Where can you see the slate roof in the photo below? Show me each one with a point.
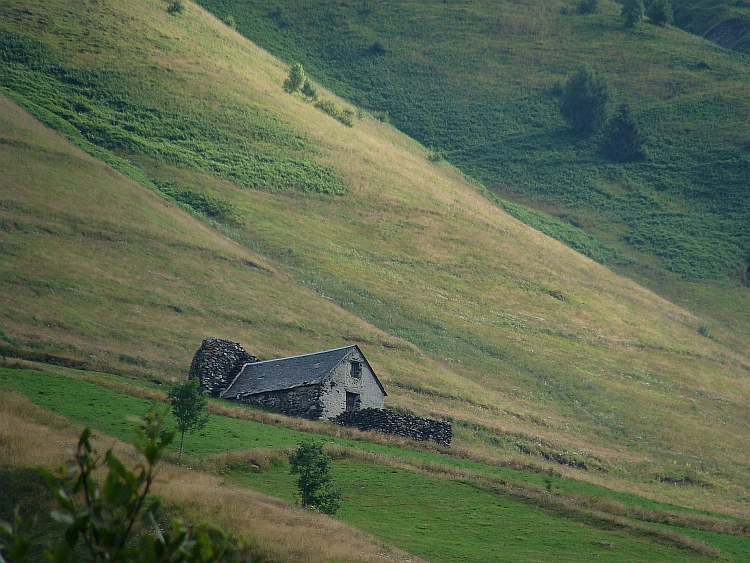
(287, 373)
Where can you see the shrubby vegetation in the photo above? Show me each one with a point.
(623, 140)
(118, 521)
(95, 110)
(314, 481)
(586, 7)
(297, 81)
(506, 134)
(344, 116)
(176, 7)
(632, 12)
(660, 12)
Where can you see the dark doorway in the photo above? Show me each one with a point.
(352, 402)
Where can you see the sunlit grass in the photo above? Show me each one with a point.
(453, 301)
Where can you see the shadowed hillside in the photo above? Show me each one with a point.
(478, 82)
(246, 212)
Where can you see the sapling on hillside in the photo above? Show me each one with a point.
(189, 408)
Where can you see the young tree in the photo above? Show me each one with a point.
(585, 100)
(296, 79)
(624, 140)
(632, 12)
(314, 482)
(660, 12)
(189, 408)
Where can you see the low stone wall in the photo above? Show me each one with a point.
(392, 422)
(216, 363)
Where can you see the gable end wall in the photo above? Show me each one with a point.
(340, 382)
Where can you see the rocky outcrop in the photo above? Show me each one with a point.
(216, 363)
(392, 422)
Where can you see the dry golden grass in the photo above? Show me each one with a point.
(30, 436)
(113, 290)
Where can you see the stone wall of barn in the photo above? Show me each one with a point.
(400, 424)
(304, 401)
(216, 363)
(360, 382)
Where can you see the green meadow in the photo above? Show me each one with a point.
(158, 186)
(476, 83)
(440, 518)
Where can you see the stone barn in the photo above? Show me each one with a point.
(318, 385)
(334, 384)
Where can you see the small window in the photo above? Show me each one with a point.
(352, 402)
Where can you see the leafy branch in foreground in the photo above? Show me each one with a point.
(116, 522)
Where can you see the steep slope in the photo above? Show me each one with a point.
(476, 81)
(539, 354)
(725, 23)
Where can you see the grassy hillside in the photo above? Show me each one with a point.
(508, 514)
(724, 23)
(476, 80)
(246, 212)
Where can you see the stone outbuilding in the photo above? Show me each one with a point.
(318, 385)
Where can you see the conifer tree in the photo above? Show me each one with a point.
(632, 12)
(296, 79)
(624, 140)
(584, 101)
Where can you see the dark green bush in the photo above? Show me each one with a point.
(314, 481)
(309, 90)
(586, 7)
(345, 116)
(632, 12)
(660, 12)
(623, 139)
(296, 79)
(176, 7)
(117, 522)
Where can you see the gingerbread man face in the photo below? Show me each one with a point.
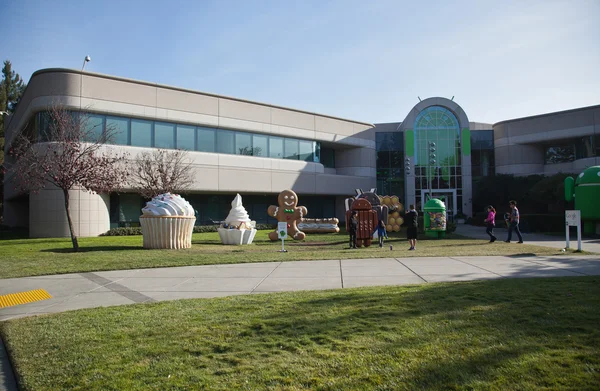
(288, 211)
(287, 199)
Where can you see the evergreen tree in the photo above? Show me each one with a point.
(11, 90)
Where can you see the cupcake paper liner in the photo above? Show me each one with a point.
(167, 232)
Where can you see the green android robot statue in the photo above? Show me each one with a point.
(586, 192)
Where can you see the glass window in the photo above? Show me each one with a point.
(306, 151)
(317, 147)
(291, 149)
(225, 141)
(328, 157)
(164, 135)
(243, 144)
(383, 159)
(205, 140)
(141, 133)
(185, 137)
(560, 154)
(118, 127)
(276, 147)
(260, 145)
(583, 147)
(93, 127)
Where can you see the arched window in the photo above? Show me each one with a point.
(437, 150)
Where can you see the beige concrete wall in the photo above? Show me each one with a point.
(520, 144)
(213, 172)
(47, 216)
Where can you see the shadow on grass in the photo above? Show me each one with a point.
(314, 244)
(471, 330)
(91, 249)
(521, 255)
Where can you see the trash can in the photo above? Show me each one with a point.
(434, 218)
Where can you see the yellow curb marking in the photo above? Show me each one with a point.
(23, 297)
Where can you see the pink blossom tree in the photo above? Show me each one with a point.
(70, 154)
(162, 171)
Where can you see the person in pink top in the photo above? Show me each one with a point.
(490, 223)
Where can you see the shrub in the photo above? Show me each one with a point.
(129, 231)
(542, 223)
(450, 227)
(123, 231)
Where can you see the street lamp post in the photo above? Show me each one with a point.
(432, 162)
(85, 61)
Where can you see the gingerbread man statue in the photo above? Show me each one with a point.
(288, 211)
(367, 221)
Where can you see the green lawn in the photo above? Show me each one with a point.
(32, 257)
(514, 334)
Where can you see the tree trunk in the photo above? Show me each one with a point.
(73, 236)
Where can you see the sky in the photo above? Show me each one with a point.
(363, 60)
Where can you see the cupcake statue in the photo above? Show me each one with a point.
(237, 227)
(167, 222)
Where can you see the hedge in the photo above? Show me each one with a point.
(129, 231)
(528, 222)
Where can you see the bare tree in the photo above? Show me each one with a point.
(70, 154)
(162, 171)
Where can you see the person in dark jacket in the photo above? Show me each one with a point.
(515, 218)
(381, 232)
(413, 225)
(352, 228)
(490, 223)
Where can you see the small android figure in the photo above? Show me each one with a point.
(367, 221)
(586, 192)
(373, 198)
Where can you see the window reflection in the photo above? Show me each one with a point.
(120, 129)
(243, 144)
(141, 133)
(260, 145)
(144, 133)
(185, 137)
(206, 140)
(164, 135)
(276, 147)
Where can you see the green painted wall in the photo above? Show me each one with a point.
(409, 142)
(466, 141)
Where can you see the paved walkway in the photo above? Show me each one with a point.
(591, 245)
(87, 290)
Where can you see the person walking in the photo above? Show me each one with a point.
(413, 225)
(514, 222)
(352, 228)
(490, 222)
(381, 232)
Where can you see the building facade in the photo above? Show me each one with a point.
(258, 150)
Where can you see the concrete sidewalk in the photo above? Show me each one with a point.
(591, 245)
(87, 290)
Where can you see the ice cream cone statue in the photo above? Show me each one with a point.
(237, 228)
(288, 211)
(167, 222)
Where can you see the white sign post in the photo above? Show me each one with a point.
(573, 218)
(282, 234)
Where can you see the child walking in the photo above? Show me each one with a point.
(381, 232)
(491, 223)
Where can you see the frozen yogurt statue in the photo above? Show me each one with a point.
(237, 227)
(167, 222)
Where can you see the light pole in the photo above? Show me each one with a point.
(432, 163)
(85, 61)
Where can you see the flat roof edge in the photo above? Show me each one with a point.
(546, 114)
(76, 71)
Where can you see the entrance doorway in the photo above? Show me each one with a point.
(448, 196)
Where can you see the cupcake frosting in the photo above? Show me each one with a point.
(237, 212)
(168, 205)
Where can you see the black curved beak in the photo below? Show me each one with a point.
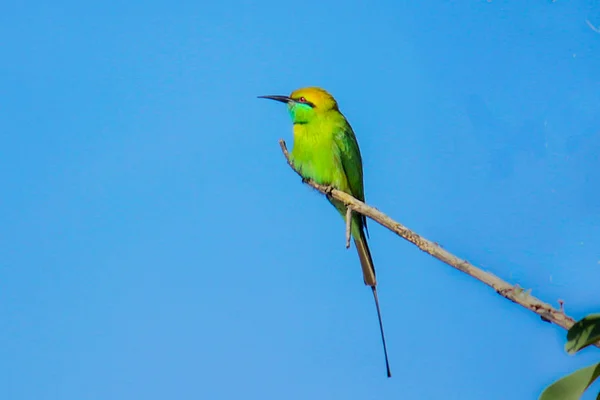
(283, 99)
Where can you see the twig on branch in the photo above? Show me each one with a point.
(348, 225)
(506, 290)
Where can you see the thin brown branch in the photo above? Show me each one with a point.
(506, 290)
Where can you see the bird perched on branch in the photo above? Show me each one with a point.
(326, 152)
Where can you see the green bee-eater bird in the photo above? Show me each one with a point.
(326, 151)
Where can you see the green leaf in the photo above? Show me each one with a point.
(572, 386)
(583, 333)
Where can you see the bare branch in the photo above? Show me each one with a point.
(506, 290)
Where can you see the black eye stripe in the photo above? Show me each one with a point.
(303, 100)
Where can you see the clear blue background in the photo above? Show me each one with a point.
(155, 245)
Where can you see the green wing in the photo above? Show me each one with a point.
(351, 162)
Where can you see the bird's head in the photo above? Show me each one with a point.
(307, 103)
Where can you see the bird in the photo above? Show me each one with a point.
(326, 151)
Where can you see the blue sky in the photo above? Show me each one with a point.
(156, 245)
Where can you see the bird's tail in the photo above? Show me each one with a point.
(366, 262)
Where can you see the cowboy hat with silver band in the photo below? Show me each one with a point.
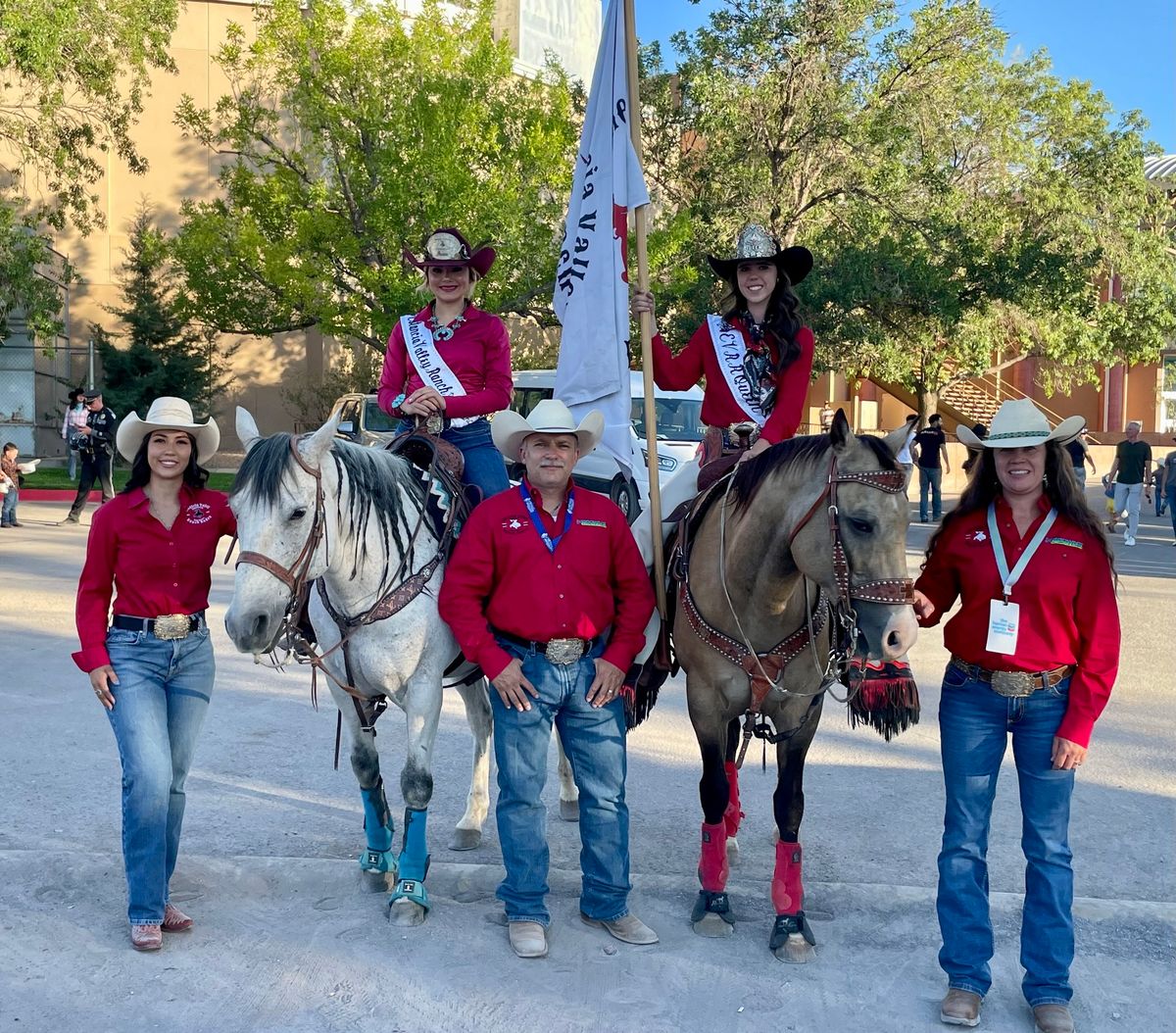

::::::

▸ AIM: Your output should consist solely of the lines from the line containing "Where can you see the entrance" through the last line of the entries, verbatim, minus any pictures.

▸ TASK SOLUTION:
Where can you see the entrance doorway in the photo above? Show me each one with a point.
(448, 196)
Where can you see the cupcake frosting in the photo above? Show me each one with a point.
(237, 212)
(168, 205)
Where can you see the black curved beak in the photo below? Show me each one with a point.
(283, 99)
Where can you see the twig on branch in the photo above? Show me each one with a point.
(348, 225)
(506, 290)
Where can you see the thin brown branch in the photo above? Show me each one with a point.
(506, 290)
Where can you see the bird perched on branch in the photo above? Show me each one with a point.
(326, 152)
Where can you see the green bee-eater bird in the photo above? Show me each one with a point.
(326, 151)
Where can you see the green leaf in the photo above? Show me each one with a point.
(572, 386)
(583, 333)
Where can you see the bare branch in the photo above? Show me each one with a point.
(506, 290)
Where can you see the black eye stripe in the photo above? Show me each one with a point.
(303, 100)
Where can you see the clear blue background in the photo above? Show me each one with a point.
(155, 245)
Where can you see the green wing in the photo above? Show me each one with a point.
(351, 162)
Where can you see the bird's head in the photo above? Show me each one with a point.
(307, 103)
Where can you see the bird in the photo above? Show me each one with a point.
(326, 151)
Where can you see the blue sky in the photo above? Show me each one with a point.
(156, 245)
Where can you see the bird's tail in the photo above? Show me each one with a point.
(366, 262)
Where can you see the cowboy hat with silver band in the photo below? Show me each one with a point.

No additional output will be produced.